CHLORAD yolunu anlatan aşağıdaki metne göre kloroplastların fotosentezden başka sahip olduğu fonksiyon türlerinin tümünü sıralayın.

---------- Okuma Metni

Bilim insanları, daha esnek bitki çeşitlerinin geliştirilmesine yardımcı olacak yeni bir biyokimyasal yol keşfettiler.
Oxford Üniversitesi, Bitki Bilimleri Bölümü’ndeki araştırmacılar; CHLORAD adını verdikleri yöntemle, bitkilerde yeni bir biyokimyasal yol keşfetti. Bilim insanları CHLORAD yolunu kullanarak, bitkilerin çevrelerine nasıl tepki vereceğini değiştirebilirler.Örneğin, bitkinin yüksek tuzluluk gibi streslere tolerans gösterme kabiliyetini arttırabilirler.
Araştırmacılar, Science dergisinde yayınlanan sonuçlarının, yeni ürün geliştirme stratejilerine yol açacağını umuyor; 2050 yılına kadar yaklaşık 10 milyar seviyesine ulaşması öngörülen bir nüfus için, gıda güvenliği sağlamak adına yeni mahsul iyileştirme stratejileri hayati önem taşımaktadır.
CHLORAD yolu, kloroplast adı verilen bitki hücrelerinin içindeki yapıların düzenlenmesine yardımcı olmaktadır. Kloroplastlar bitkileri tanımlayan organellerdir. Diğer birçok metabolik, gelişimsel ve sinyal fonksiyonuyla birlikte, kloroplastlar; güneş enerjisinin hayatın hücresel faaliyetlerini güçlendirmek için kullanıldığı bir süreç olan fotosentezden sorumludur. Sonuç olarak, kloroplastlar sadece bitkiler için değil, aynı zamanda bitkilere bağlı sayısız ekosistem ve tarım için de önemlidir.
Kloroplastlar binlerce farklı proteinden oluşur; bunların çoğu hücrenin başka bir yerinde yapılır ve organel tarafından ithal edilir. Kloroplast organelinin düzgün çalışmaya devam etmesini sağlamak için; bu proteinlerin hepsi çok dikkatli bir şekilde düzenlenmelidir. CHLORAD yolu, gereksiz veya zarar görmüş kloroplast proteinlerinin çıkarılması ve atılmasıyla çalışır; bu nedenle “kloroplastla ilişkili protein yıkımı” anlamına gelen CHLORAD adı verilmiştir.
Araştırmanın Lideri Profesör Paul Jarvis: “Kloroplast proteini ithal makinelerinin tanımlanmasından yirmi yıl sonra kloroplastlara yeni proteinler sunarken, CHLORAD yolunu keşfetmemiz ilk defa bireysel, istenmeyen proteinlerin kloroplastlardan nasıl çıkarıldığını ortaya koyuyor.”

--------------------
---------- Alıntılanan Veriler

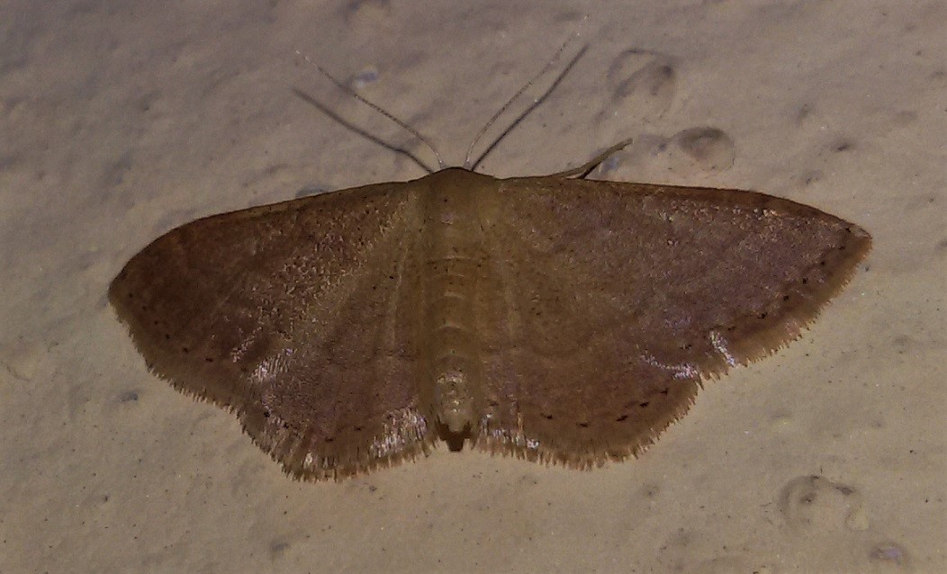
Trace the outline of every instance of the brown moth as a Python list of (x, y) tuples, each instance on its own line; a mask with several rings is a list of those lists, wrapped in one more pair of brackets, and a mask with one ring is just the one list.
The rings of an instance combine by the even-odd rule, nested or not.
[(285, 472), (438, 439), (588, 468), (640, 453), (702, 380), (799, 336), (870, 246), (754, 191), (459, 168), (214, 215), (109, 297), (149, 368)]

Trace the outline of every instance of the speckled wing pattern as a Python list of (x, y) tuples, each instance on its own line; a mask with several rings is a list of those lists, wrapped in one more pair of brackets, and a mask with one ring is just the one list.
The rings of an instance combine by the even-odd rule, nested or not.
[(870, 245), (751, 191), (518, 178), (498, 192), (476, 442), (579, 467), (636, 455), (702, 379), (796, 338)]
[(235, 412), (286, 472), (341, 477), (413, 457), (417, 226), (407, 184), (192, 222), (110, 289), (150, 368)]

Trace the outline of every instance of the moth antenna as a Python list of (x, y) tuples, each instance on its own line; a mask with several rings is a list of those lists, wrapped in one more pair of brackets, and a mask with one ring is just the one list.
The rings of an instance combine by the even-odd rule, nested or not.
[[(480, 131), (477, 132), (477, 135), (474, 138), (474, 141), (471, 142), (470, 148), (467, 149), (467, 155), (464, 157), (464, 169), (474, 170), (476, 168), (476, 166), (483, 160), (483, 158), (486, 157), (487, 154), (489, 154), (490, 152), (491, 152), (493, 148), (496, 147), (496, 145), (500, 142), (500, 140), (503, 139), (507, 135), (507, 134), (509, 133), (509, 131), (512, 129), (513, 126), (517, 125), (520, 121), (522, 121), (523, 118), (526, 117), (526, 116), (528, 115), (529, 112), (531, 112), (539, 103), (541, 103), (544, 99), (545, 99), (545, 97), (548, 96), (549, 92), (552, 91), (551, 88), (546, 90), (546, 92), (544, 93), (543, 96), (533, 99), (532, 105), (529, 106), (527, 112), (521, 115), (519, 117), (517, 117), (516, 120), (510, 124), (510, 127), (504, 130), (503, 134), (501, 134), (499, 137), (494, 139), (493, 142), (487, 147), (487, 151), (481, 153), (480, 156), (476, 159), (476, 161), (471, 163), (471, 155), (474, 153), (474, 148), (484, 136), (487, 131), (490, 130), (491, 127), (492, 127), (492, 125), (496, 122), (496, 120), (500, 117), (500, 116), (502, 116), (504, 112), (506, 112), (507, 109), (510, 106), (510, 104), (519, 99), (520, 96), (522, 96), (524, 92), (528, 90), (532, 86), (532, 84), (536, 82), (537, 80), (545, 76), (545, 73), (548, 72), (550, 68), (552, 68), (553, 64), (556, 63), (556, 62), (559, 61), (559, 58), (563, 55), (563, 52), (565, 51), (565, 48), (568, 47), (570, 44), (572, 44), (573, 40), (575, 40), (580, 36), (580, 33), (581, 31), (581, 27), (583, 24), (585, 24), (586, 20), (588, 20), (588, 16), (584, 16), (582, 18), (581, 22), (579, 23), (579, 26), (576, 29), (576, 33), (570, 36), (565, 42), (563, 42), (563, 45), (559, 46), (559, 49), (556, 50), (556, 53), (553, 54), (552, 58), (550, 58), (549, 61), (545, 63), (545, 65), (543, 66), (543, 69), (540, 70), (539, 73), (537, 73), (531, 79), (529, 79), (529, 81), (526, 82), (523, 85), (523, 87), (521, 87), (515, 94), (513, 94), (513, 96), (509, 99), (508, 99), (507, 102), (503, 104), (503, 106), (501, 106), (500, 109), (497, 110), (495, 114), (493, 114), (493, 117), (491, 117), (486, 124), (484, 124), (484, 126), (480, 129)], [(588, 48), (587, 45), (582, 46), (582, 49), (580, 50), (580, 54), (584, 54), (587, 48)], [(578, 60), (578, 57), (574, 60)], [(575, 62), (571, 62), (569, 65), (566, 66), (565, 71), (571, 69), (574, 63)], [(560, 74), (560, 77), (556, 79), (556, 81), (553, 83), (552, 87), (559, 85), (559, 82), (562, 81), (563, 76), (564, 76), (565, 71), (563, 71), (563, 74)]]
[[(424, 144), (425, 146), (427, 146), (427, 148), (429, 150), (431, 150), (431, 152), (434, 152), (434, 156), (438, 158), (438, 170), (443, 170), (444, 168), (447, 167), (446, 164), (444, 164), (444, 161), (440, 158), (440, 153), (438, 152), (437, 148), (435, 148), (431, 144), (431, 142), (429, 142), (427, 140), (427, 138), (425, 138), (423, 135), (421, 135), (417, 130), (415, 130), (414, 128), (412, 128), (411, 126), (409, 126), (407, 124), (407, 122), (402, 121), (401, 119), (399, 119), (398, 117), (396, 117), (394, 114), (388, 112), (387, 110), (385, 110), (382, 106), (380, 106), (377, 103), (375, 103), (375, 102), (367, 99), (366, 98), (364, 98), (364, 97), (360, 96), (355, 90), (351, 89), (350, 87), (348, 87), (348, 85), (346, 85), (343, 81), (341, 81), (340, 80), (336, 79), (334, 76), (332, 76), (331, 74), (330, 74), (328, 70), (326, 70), (324, 67), (322, 67), (321, 65), (319, 65), (315, 61), (313, 61), (313, 59), (311, 59), (306, 54), (303, 54), (299, 50), (295, 50), (295, 53), (296, 53), (297, 56), (301, 57), (303, 60), (305, 60), (309, 63), (311, 63), (313, 66), (315, 66), (315, 69), (317, 69), (320, 74), (322, 74), (323, 76), (325, 76), (326, 78), (328, 78), (330, 81), (331, 81), (332, 83), (334, 83), (335, 87), (339, 88), (340, 90), (342, 90), (343, 92), (348, 94), (349, 96), (351, 96), (355, 99), (359, 100), (360, 102), (362, 102), (365, 105), (366, 105), (366, 106), (370, 107), (371, 109), (375, 110), (376, 112), (378, 112), (382, 116), (384, 116), (385, 117), (387, 117), (391, 121), (395, 122), (402, 129), (403, 129), (407, 133), (411, 134), (416, 138), (418, 138), (419, 141), (420, 141), (422, 144)], [(409, 153), (409, 155), (410, 155), (410, 153)], [(421, 163), (417, 158), (414, 158), (413, 155), (412, 155), (412, 158), (415, 159), (416, 162), (420, 163), (421, 166), (423, 166), (423, 168), (425, 170), (427, 170), (427, 171), (432, 172), (432, 173), (434, 172), (433, 170), (431, 170), (430, 168), (428, 168), (427, 166), (425, 166), (423, 163)]]
[(585, 176), (588, 175), (592, 170), (598, 168), (599, 164), (608, 159), (609, 156), (613, 155), (616, 152), (620, 152), (621, 150), (627, 148), (633, 141), (634, 141), (634, 138), (629, 137), (628, 139), (619, 141), (578, 168), (559, 171), (558, 173), (550, 173), (549, 175), (543, 175), (541, 177), (572, 177), (575, 175), (577, 176), (576, 179), (585, 179)]

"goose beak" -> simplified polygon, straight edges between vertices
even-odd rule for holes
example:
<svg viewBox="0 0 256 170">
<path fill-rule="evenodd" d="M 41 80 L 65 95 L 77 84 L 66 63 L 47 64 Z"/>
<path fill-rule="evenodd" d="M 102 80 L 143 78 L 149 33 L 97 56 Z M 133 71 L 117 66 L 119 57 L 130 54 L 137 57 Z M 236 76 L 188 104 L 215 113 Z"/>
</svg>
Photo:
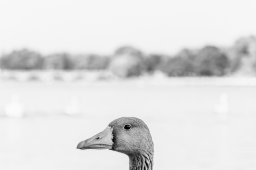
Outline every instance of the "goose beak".
<svg viewBox="0 0 256 170">
<path fill-rule="evenodd" d="M 79 149 L 112 149 L 113 129 L 107 127 L 104 131 L 78 143 Z"/>
</svg>

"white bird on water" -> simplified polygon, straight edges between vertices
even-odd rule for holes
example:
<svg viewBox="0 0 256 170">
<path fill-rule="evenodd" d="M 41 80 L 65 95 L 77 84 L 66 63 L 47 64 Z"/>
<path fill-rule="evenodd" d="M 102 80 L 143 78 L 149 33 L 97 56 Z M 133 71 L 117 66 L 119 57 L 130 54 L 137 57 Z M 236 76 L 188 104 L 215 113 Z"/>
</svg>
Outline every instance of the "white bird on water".
<svg viewBox="0 0 256 170">
<path fill-rule="evenodd" d="M 4 108 L 5 115 L 10 118 L 20 118 L 24 116 L 24 107 L 17 94 L 12 95 L 11 102 Z"/>
<path fill-rule="evenodd" d="M 228 96 L 226 93 L 222 93 L 220 96 L 219 103 L 214 108 L 215 112 L 221 117 L 225 118 L 229 113 L 229 106 L 228 104 Z"/>
</svg>

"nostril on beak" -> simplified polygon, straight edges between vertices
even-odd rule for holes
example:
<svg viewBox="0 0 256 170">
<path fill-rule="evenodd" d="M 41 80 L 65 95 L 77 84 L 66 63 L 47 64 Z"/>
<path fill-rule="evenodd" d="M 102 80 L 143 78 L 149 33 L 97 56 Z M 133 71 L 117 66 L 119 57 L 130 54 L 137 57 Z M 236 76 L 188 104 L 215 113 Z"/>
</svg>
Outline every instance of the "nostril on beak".
<svg viewBox="0 0 256 170">
<path fill-rule="evenodd" d="M 98 140 L 99 139 L 100 139 L 100 137 L 98 137 L 95 139 L 95 140 Z"/>
</svg>

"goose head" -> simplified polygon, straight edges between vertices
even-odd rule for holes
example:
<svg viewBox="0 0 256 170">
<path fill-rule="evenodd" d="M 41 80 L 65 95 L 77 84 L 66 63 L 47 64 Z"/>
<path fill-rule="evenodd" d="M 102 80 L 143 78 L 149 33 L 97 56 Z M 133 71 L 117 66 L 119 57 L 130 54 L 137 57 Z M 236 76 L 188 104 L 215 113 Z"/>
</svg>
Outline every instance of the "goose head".
<svg viewBox="0 0 256 170">
<path fill-rule="evenodd" d="M 78 143 L 79 149 L 109 149 L 127 155 L 130 169 L 151 170 L 154 144 L 145 123 L 135 117 L 111 122 L 102 132 Z"/>
</svg>

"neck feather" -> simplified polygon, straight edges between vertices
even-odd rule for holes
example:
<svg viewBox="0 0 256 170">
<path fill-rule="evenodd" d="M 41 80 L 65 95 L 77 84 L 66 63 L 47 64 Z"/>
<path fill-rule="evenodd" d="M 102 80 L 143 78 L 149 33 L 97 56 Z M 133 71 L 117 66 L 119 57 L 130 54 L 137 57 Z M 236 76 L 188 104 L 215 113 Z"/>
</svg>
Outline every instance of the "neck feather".
<svg viewBox="0 0 256 170">
<path fill-rule="evenodd" d="M 153 153 L 129 156 L 130 170 L 153 170 Z"/>
</svg>

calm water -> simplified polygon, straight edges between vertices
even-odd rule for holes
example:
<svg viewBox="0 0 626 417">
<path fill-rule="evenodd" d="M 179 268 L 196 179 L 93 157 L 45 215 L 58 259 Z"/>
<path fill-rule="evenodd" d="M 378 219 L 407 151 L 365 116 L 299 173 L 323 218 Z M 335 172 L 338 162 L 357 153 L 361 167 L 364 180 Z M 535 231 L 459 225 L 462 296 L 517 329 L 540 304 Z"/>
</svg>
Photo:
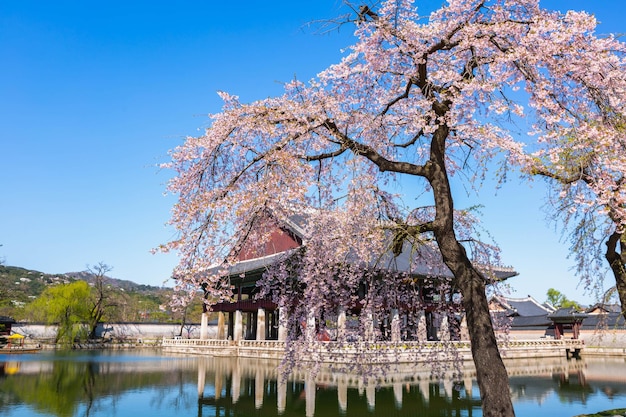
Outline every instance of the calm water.
<svg viewBox="0 0 626 417">
<path fill-rule="evenodd" d="M 626 407 L 626 359 L 507 362 L 517 416 Z M 278 382 L 264 360 L 153 351 L 0 355 L 0 416 L 480 416 L 471 378 L 399 369 L 378 386 L 320 370 Z M 414 377 L 413 381 L 408 375 Z M 398 382 L 401 381 L 401 382 Z"/>
</svg>

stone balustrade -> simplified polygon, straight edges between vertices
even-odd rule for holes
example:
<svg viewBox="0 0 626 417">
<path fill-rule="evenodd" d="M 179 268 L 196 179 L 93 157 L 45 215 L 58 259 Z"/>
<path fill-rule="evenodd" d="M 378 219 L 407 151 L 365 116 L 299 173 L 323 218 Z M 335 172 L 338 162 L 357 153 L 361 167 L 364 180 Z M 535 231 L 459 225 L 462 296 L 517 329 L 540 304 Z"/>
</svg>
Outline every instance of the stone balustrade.
<svg viewBox="0 0 626 417">
<path fill-rule="evenodd" d="M 162 347 L 169 352 L 182 352 L 210 356 L 238 356 L 247 358 L 280 359 L 284 356 L 285 342 L 275 340 L 202 340 L 166 339 Z M 309 361 L 350 363 L 354 360 L 385 362 L 427 362 L 435 358 L 453 357 L 471 360 L 471 346 L 467 341 L 446 342 L 295 342 L 297 349 Z M 500 342 L 504 358 L 540 358 L 577 356 L 584 349 L 581 340 L 510 340 Z"/>
</svg>

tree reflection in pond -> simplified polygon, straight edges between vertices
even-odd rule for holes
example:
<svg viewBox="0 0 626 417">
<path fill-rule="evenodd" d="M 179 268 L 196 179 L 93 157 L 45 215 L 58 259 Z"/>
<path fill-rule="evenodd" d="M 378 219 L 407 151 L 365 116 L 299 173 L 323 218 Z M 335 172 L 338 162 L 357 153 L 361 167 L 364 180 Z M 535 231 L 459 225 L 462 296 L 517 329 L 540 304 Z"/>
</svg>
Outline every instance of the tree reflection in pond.
<svg viewBox="0 0 626 417">
<path fill-rule="evenodd" d="M 376 383 L 301 369 L 281 381 L 270 360 L 162 356 L 158 352 L 0 356 L 0 415 L 158 416 L 480 416 L 472 369 L 432 380 L 399 369 Z M 626 363 L 510 361 L 518 417 L 572 416 L 626 401 Z"/>
</svg>

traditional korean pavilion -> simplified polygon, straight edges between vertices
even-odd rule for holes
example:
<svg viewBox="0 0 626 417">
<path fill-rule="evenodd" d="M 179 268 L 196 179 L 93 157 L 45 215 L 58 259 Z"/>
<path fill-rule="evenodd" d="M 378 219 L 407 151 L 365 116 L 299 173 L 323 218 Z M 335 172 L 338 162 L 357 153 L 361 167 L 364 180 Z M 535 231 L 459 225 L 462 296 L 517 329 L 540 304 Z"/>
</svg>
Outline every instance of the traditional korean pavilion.
<svg viewBox="0 0 626 417">
<path fill-rule="evenodd" d="M 0 316 L 0 336 L 9 336 L 15 320 L 11 317 Z"/>
<path fill-rule="evenodd" d="M 286 312 L 267 299 L 258 299 L 257 281 L 269 267 L 288 259 L 300 248 L 306 248 L 305 216 L 292 216 L 280 224 L 269 222 L 270 238 L 261 250 L 250 250 L 243 247 L 237 256 L 238 262 L 230 267 L 228 280 L 235 299 L 232 302 L 221 302 L 211 307 L 218 313 L 218 339 L 231 340 L 285 340 L 287 332 Z M 452 295 L 445 294 L 437 288 L 436 282 L 451 280 L 451 271 L 441 262 L 439 265 L 416 263 L 416 251 L 434 251 L 429 246 L 413 248 L 404 244 L 400 253 L 382 254 L 376 268 L 408 274 L 421 283 L 420 297 L 422 311 L 396 308 L 391 313 L 381 314 L 383 317 L 371 317 L 371 327 L 375 340 L 458 340 L 462 337 L 463 311 Z M 505 280 L 517 275 L 511 268 L 495 270 L 496 279 Z M 358 289 L 355 289 L 358 291 Z M 439 314 L 441 303 L 454 304 L 447 308 L 448 313 Z M 319 340 L 341 340 L 346 337 L 346 323 L 350 317 L 360 314 L 360 304 L 352 303 L 334 312 L 336 331 L 317 333 Z M 207 314 L 203 314 L 203 325 L 207 322 Z M 315 318 L 308 322 L 315 325 Z M 410 325 L 408 323 L 414 323 Z M 413 328 L 411 328 L 413 326 Z M 201 331 L 201 339 L 206 338 L 206 331 Z"/>
</svg>

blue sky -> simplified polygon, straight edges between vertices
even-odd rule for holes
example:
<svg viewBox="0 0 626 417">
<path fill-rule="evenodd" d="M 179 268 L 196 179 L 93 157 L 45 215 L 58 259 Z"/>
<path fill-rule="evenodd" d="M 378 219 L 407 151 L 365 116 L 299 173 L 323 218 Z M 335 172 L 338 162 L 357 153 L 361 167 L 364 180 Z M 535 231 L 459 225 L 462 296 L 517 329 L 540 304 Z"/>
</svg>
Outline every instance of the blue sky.
<svg viewBox="0 0 626 417">
<path fill-rule="evenodd" d="M 416 3 L 426 12 L 441 1 Z M 623 0 L 542 5 L 586 8 L 600 33 L 626 32 Z M 150 249 L 172 236 L 175 198 L 157 164 L 207 126 L 218 90 L 264 98 L 337 62 L 351 29 L 307 23 L 346 11 L 341 0 L 0 1 L 0 259 L 46 273 L 102 261 L 113 277 L 162 285 L 176 258 Z M 517 181 L 480 195 L 485 226 L 520 273 L 512 296 L 544 301 L 555 287 L 591 302 L 544 196 Z"/>
</svg>

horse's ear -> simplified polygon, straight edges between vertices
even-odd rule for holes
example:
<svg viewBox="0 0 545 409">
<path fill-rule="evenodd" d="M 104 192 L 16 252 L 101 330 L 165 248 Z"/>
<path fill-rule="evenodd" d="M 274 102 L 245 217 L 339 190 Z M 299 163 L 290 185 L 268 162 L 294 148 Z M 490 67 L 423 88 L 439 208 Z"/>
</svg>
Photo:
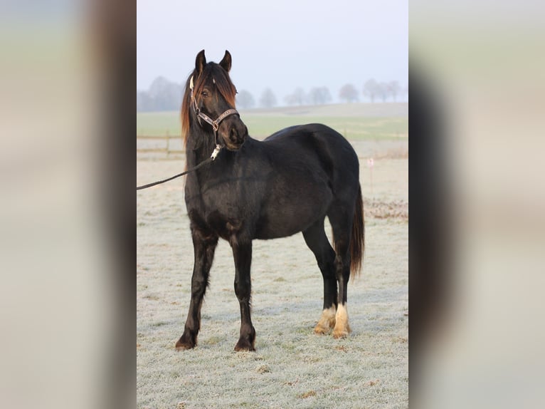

--------------------

• _Cevap Kutusu_:
Metabolik, gelişimsel ve sinyal fonksiyonları.